→ Source text:
_ _ _ _

Ringwald was among the young actors and actresses -- dubbed the Brat Pack -- who gained fame in Hughes’ movies, including Anthony Michael Hall, Ally Sheedy, John Cusack, Emilio Estevez, Robert Downey Jr. and Judd Nelson.

Saying she was “stunned and incredibly sad” to hear of Hughes’ death, Ringwald said in a statement that he “was and will always be such an important part of my life. He will be missed -- by me and by everyone that he has touched.”

In a 1985 interview with Chicago Tribune movie critic Gene Siskel, Hughes said that many filmmakers “portray teenagers as immoral and ignorant with pursuits that are pretty base. They seem to think that teenagers aren’t very bright. But I haven’t found that to be the case. I listen to kids. I respect them. I don’t discount anything they have to say just because they’re only 16 years old.”

Although Hughes’ films often played teenage travails as both high drama and farce, his characters were emotionally honest and instantly recognizable to audiences.

The young people in his movies were usually painfully self-aware, often sounding more like adults when discussing their social status and the hierarchies of high school, and his unique take on adolescence influenced a generation of writers and directors.

Comedy writer-director Judd Apatow told The Times in 2008: “John Hughes wrote some of the great outsider characters of all time. It’s pretty ridiculous to hear people talk about the movies we’ve been doing, with outrageous humor and sweetness all combined, as if they were an original idea. I mean, it was all there first in John Hughes’ films.”

Apatow said in a statement Thursday that he felt “like a part of my childhood has died. Nobody made me laugh harder or more often than John Hughes.”

In writing about Hughes in 1999, film critic Elvis Mitchell wrote: “No one before him had created a body of work that treated adolescent crisis as if it were a tragedy disrupting the world as the millennium nears.

“His balance of sophistication and cruelty, scored with the smartest use of contemporary music a director has ever brought to his pictures on a consistent basis, played ever so brilliantly to an audience who felt it had never seen its own stories on the screen before.”

_ _ _ _

→ What you have to do: According to the passage on John Hughes, who conducted the 1985 interview in which Hughes spoke about how filmmakers portray teenagers?

[Saved entries]
_ _ _ _

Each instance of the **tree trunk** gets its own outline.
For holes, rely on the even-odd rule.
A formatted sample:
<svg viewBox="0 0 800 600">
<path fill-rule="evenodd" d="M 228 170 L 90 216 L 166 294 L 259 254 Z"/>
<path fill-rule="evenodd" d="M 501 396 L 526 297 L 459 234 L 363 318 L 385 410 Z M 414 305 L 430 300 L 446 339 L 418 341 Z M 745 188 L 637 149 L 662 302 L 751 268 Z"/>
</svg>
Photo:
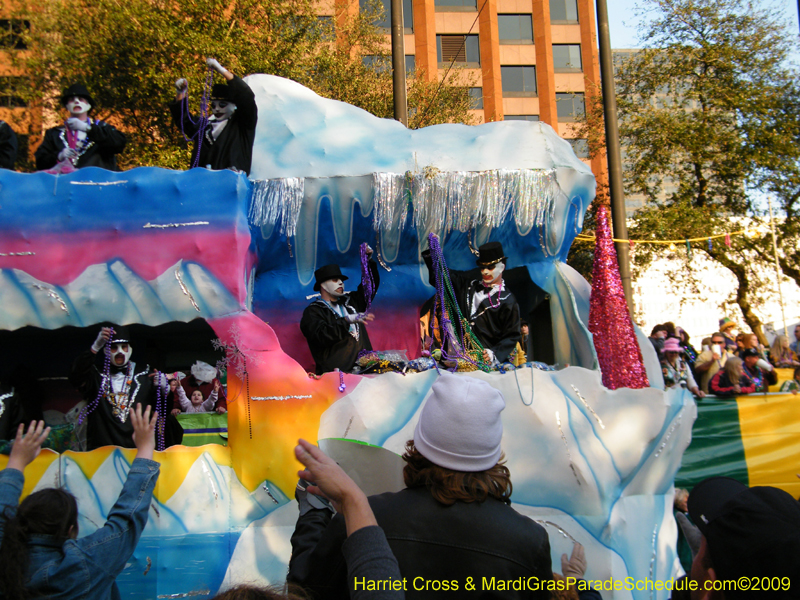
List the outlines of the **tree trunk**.
<svg viewBox="0 0 800 600">
<path fill-rule="evenodd" d="M 742 265 L 732 261 L 724 253 L 716 252 L 715 250 L 705 250 L 705 253 L 728 269 L 733 273 L 734 277 L 736 277 L 738 284 L 736 287 L 736 304 L 739 305 L 745 323 L 747 323 L 750 326 L 750 330 L 756 334 L 758 341 L 764 346 L 767 346 L 767 336 L 764 334 L 763 323 L 761 323 L 761 319 L 758 318 L 758 315 L 753 312 L 753 307 L 750 305 L 750 280 L 747 277 L 747 270 Z"/>
</svg>

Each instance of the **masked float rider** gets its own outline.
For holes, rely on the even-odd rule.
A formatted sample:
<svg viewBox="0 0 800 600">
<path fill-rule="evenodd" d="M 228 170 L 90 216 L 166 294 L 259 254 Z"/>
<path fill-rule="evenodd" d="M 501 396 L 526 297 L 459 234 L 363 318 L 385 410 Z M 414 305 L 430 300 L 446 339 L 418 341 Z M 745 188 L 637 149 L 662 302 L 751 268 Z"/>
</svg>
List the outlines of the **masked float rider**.
<svg viewBox="0 0 800 600">
<path fill-rule="evenodd" d="M 52 173 L 83 167 L 119 171 L 116 155 L 125 149 L 125 134 L 89 116 L 95 106 L 89 91 L 80 84 L 71 85 L 61 95 L 61 105 L 69 117 L 45 132 L 36 149 L 36 168 Z"/>
<path fill-rule="evenodd" d="M 213 58 L 207 59 L 206 64 L 228 83 L 217 83 L 212 87 L 211 116 L 205 129 L 199 132 L 203 122 L 189 113 L 189 82 L 185 79 L 175 82 L 177 95 L 169 105 L 172 121 L 184 135 L 194 138 L 192 165 L 216 170 L 234 169 L 249 175 L 258 123 L 255 94 L 242 79 Z"/>
<path fill-rule="evenodd" d="M 131 360 L 133 347 L 128 329 L 115 325 L 113 335 L 111 331 L 109 327 L 100 329 L 92 347 L 75 360 L 69 376 L 70 383 L 82 392 L 91 411 L 87 417 L 87 450 L 100 446 L 134 448 L 130 411 L 136 404 L 141 404 L 142 410 L 152 406 L 155 411 L 156 386 L 161 387 L 164 398 L 168 392 L 167 378 L 163 374 L 154 381 L 156 378 L 148 365 L 139 367 Z M 103 372 L 106 344 L 111 350 L 108 376 Z M 98 393 L 99 400 L 93 407 Z"/>
<path fill-rule="evenodd" d="M 422 258 L 428 266 L 429 282 L 435 287 L 430 250 L 425 250 Z M 478 248 L 480 277 L 474 271 L 450 271 L 461 314 L 484 347 L 483 360 L 490 364 L 506 362 L 521 338 L 519 304 L 503 284 L 506 260 L 503 245 L 488 242 Z"/>
<path fill-rule="evenodd" d="M 374 282 L 372 298 L 369 299 L 372 302 L 378 292 L 380 276 L 378 266 L 372 260 L 372 248 L 367 249 L 367 256 L 370 257 L 368 264 Z M 364 281 L 356 291 L 345 293 L 347 276 L 342 275 L 339 265 L 317 269 L 314 278 L 314 291 L 319 292 L 320 297 L 303 311 L 300 330 L 316 362 L 316 373 L 322 375 L 334 369 L 351 371 L 358 354 L 362 350 L 372 350 L 366 323 L 375 317 L 366 312 L 368 301 Z"/>
</svg>

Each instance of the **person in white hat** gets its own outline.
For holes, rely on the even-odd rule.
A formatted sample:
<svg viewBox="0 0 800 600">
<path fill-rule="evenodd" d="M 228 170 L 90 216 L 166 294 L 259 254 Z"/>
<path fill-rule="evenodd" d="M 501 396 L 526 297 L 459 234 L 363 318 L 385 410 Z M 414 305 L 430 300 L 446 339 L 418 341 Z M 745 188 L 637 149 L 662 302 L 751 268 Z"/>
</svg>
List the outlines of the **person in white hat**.
<svg viewBox="0 0 800 600">
<path fill-rule="evenodd" d="M 370 497 L 400 565 L 406 598 L 432 592 L 460 597 L 481 590 L 484 579 L 490 586 L 522 582 L 519 590 L 504 588 L 503 598 L 550 597 L 547 533 L 510 506 L 511 477 L 500 447 L 504 408 L 503 396 L 485 381 L 443 371 L 406 444 L 406 488 Z M 349 598 L 366 582 L 348 577 L 344 519 L 304 507 L 303 494 L 287 581 L 315 598 Z"/>
</svg>

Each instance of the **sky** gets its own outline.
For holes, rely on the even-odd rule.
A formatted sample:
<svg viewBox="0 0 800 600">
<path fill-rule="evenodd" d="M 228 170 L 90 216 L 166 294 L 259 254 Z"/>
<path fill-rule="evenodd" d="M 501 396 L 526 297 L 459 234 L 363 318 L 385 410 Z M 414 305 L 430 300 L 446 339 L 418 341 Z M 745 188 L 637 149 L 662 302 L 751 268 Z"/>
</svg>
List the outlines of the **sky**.
<svg viewBox="0 0 800 600">
<path fill-rule="evenodd" d="M 608 5 L 608 26 L 611 36 L 611 47 L 614 49 L 638 48 L 639 18 L 636 16 L 636 5 L 640 0 L 606 0 Z M 795 0 L 772 0 L 763 2 L 782 10 L 786 15 L 788 27 L 793 34 L 800 32 L 797 22 L 797 3 Z M 795 51 L 795 57 L 800 56 L 800 51 Z"/>
</svg>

_ _ _ _

→ Written solution: Chicago Tribune movie critic Gene Siskel conducted the interview.